### Set exercise
Reproduce the entries below without any change, starting with the line that contains "of the yellow" and continuing through the final line of the entries.

--

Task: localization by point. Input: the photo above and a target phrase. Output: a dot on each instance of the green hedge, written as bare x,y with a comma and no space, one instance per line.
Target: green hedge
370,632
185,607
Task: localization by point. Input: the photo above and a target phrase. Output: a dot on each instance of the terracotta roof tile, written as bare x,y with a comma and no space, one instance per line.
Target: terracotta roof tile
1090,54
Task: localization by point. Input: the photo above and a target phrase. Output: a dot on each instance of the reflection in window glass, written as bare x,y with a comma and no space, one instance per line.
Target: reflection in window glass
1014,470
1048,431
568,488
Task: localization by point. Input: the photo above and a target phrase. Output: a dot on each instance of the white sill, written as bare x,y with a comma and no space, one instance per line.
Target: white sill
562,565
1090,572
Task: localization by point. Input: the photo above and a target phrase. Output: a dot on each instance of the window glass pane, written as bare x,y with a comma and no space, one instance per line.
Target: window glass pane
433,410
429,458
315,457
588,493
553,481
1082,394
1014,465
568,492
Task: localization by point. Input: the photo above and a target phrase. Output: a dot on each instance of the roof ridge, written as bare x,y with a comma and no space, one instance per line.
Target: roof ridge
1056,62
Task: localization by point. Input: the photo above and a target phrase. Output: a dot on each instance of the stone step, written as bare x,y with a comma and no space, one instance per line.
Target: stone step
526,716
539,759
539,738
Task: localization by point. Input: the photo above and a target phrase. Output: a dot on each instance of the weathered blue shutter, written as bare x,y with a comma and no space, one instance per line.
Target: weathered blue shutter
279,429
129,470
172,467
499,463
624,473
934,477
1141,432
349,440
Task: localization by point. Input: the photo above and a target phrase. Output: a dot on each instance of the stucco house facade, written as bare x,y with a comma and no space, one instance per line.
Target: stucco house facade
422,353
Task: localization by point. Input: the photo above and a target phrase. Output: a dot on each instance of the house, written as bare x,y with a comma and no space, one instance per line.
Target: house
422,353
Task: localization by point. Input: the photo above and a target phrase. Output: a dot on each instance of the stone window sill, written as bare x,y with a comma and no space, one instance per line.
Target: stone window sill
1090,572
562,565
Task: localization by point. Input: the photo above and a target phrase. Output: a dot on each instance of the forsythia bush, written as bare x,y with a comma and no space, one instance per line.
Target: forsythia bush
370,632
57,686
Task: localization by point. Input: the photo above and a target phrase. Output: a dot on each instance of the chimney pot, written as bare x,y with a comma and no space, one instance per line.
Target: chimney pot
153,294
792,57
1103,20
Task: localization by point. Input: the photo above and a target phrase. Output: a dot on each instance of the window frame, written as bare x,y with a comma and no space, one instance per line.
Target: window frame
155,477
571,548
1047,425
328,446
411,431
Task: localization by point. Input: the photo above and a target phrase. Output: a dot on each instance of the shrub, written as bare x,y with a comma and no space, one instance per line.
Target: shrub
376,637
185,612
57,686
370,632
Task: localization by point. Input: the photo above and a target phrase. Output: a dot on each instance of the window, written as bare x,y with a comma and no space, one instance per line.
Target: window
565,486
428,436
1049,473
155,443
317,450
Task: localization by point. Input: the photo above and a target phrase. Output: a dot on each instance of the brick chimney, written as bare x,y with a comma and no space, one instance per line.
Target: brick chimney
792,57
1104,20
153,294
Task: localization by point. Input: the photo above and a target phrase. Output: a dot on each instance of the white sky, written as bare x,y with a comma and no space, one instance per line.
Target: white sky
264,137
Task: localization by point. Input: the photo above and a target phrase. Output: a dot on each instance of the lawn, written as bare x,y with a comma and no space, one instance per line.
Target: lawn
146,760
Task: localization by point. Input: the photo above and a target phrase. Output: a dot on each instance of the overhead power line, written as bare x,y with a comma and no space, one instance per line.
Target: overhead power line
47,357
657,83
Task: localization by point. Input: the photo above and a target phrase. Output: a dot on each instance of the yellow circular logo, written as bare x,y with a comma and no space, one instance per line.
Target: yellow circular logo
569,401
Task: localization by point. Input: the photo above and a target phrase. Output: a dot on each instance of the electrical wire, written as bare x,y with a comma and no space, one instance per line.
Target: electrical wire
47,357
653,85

--

### Correct response
Task: localization by point. Input: the photo above and a target phrase. Output: a dot on each instance of the yellow circular logo, written as bare x,y with a comma and no space, one instance per line.
Target: yellow circular logo
569,401
Task: localization by point. Input: the photo above and a target phrase. Output: a dot on each instance of the electrical wire, written as bare x,y with a comma and no space, one instance per line.
Target: electrical wire
47,357
653,85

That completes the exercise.